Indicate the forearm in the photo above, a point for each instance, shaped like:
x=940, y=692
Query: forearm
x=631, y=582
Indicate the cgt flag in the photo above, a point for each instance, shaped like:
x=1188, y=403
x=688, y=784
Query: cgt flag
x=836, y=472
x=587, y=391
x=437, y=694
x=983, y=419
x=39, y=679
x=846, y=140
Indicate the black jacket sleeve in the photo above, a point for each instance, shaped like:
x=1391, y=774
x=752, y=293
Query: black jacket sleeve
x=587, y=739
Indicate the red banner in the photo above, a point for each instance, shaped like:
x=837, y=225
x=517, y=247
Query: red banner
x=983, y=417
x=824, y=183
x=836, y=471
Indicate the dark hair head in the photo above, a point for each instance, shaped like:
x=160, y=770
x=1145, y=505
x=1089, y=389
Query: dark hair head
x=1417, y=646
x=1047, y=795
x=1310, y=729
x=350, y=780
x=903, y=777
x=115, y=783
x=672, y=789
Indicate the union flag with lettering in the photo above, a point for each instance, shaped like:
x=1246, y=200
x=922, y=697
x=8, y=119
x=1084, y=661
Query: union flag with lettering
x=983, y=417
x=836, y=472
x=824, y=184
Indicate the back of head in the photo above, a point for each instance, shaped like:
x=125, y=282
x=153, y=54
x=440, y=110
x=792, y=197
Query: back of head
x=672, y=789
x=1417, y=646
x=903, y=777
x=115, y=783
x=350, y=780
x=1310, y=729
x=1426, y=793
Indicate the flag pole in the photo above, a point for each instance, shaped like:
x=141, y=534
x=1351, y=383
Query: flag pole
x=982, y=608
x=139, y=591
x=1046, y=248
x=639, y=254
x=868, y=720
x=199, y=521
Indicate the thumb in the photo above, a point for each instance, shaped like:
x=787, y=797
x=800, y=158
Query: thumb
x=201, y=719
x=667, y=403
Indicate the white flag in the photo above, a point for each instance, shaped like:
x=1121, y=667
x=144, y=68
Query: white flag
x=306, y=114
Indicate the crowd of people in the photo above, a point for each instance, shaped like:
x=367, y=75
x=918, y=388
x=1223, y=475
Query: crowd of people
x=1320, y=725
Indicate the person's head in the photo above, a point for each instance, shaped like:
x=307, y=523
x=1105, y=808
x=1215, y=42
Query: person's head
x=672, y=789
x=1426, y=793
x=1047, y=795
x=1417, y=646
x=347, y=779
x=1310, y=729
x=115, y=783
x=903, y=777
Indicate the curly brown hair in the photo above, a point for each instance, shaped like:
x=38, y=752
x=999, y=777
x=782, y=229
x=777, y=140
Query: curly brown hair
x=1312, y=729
==
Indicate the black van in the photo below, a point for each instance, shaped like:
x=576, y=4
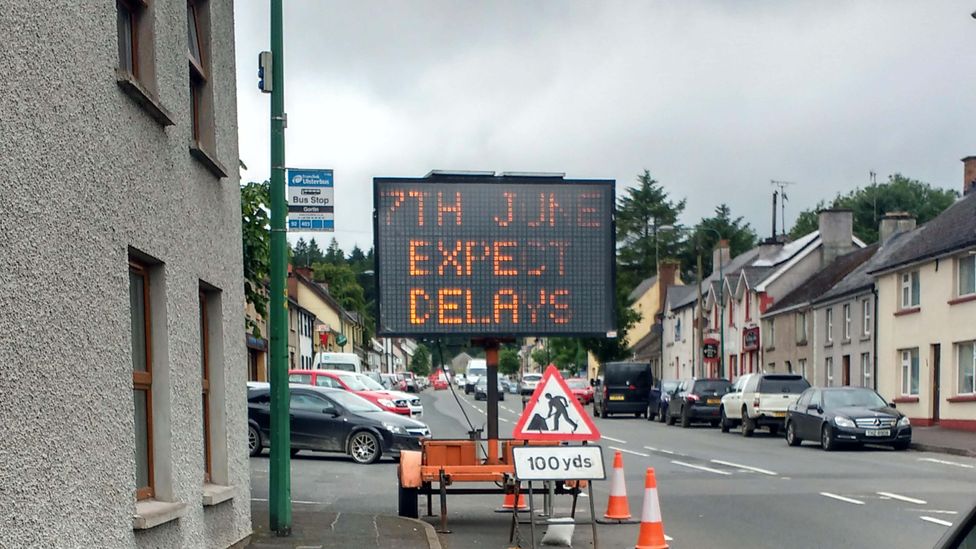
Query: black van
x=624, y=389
* * *
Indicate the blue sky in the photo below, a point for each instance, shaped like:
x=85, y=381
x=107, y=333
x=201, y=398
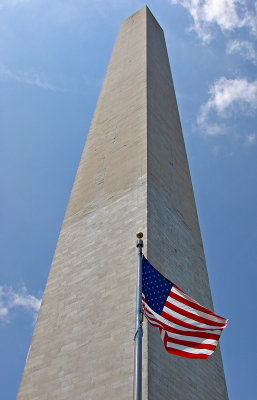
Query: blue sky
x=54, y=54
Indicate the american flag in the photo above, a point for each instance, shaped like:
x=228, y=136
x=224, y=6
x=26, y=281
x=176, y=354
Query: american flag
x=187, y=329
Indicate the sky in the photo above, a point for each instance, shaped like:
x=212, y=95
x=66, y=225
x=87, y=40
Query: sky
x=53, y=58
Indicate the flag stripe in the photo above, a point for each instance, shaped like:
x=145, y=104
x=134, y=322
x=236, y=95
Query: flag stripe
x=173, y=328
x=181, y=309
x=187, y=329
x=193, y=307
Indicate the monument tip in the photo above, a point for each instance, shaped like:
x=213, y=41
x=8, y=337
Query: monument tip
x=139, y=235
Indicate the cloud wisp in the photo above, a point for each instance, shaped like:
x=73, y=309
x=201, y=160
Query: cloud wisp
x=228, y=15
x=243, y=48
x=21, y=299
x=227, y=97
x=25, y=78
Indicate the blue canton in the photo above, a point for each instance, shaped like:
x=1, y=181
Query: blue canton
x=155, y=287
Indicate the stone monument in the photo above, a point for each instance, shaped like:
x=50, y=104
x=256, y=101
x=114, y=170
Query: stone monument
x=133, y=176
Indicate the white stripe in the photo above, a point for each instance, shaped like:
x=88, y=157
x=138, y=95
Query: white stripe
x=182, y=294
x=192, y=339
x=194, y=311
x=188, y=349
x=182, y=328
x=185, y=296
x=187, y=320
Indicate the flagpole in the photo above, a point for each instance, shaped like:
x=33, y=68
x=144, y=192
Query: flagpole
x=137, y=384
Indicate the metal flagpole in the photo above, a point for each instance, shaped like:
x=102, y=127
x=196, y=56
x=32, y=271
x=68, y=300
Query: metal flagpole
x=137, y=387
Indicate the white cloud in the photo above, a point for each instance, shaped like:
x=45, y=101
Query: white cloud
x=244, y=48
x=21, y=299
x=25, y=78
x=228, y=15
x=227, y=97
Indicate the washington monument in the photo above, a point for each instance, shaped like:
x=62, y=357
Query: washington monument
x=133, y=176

SHORT PROBLEM:
Copy everything in the material above from the line containing "Indicate the forearm" down to the line containing "x=667, y=403", both of those lines included, with no change.

PROBLEM SOLUTION:
Indicate the forearm in the photo above, a point for each instance, shaped like:
x=940, y=692
Query: forearm
x=631, y=582
Indicate the cgt flag in the photo above, a point for each instance, shaped like:
x=1188, y=403
x=688, y=784
Query: cgt flag
x=836, y=472
x=587, y=391
x=437, y=694
x=983, y=419
x=39, y=679
x=846, y=140
Indicate the black jacket sleeve in the photo above, a point for each instance, shaped like:
x=1391, y=774
x=752, y=293
Query: black jacket sleeve
x=587, y=739
Indicate the red banner in the photo above, a point for each instance, shaped like:
x=837, y=225
x=517, y=247
Query: red banner
x=983, y=417
x=824, y=183
x=836, y=471
Indicate the dark hair head in the photo above, a point for each instance, shaped like:
x=160, y=770
x=1145, y=505
x=1089, y=389
Query: dark hair head
x=1417, y=646
x=1047, y=795
x=1310, y=729
x=350, y=780
x=903, y=777
x=115, y=783
x=672, y=789
Indicate the union flag with lettering in the photo above, a point for each instance, shaped like:
x=1246, y=200
x=922, y=697
x=8, y=119
x=1084, y=661
Query: union flag with lettering
x=983, y=417
x=836, y=472
x=824, y=184
Indicate the back of head in the photo above, a point for each instance, shaped like:
x=125, y=282
x=153, y=54
x=440, y=110
x=792, y=197
Query: back of head
x=672, y=789
x=1417, y=646
x=903, y=777
x=115, y=783
x=350, y=780
x=1310, y=729
x=1426, y=793
Indicate the flag pole in the photo above, a point for each instance, shaped like:
x=141, y=534
x=1351, y=383
Query: flag pole
x=982, y=608
x=139, y=591
x=1046, y=248
x=639, y=254
x=868, y=720
x=199, y=521
Indicate the thumb in the photo above, a point for each instance, shaped like:
x=787, y=797
x=800, y=158
Query: thumb
x=201, y=719
x=667, y=403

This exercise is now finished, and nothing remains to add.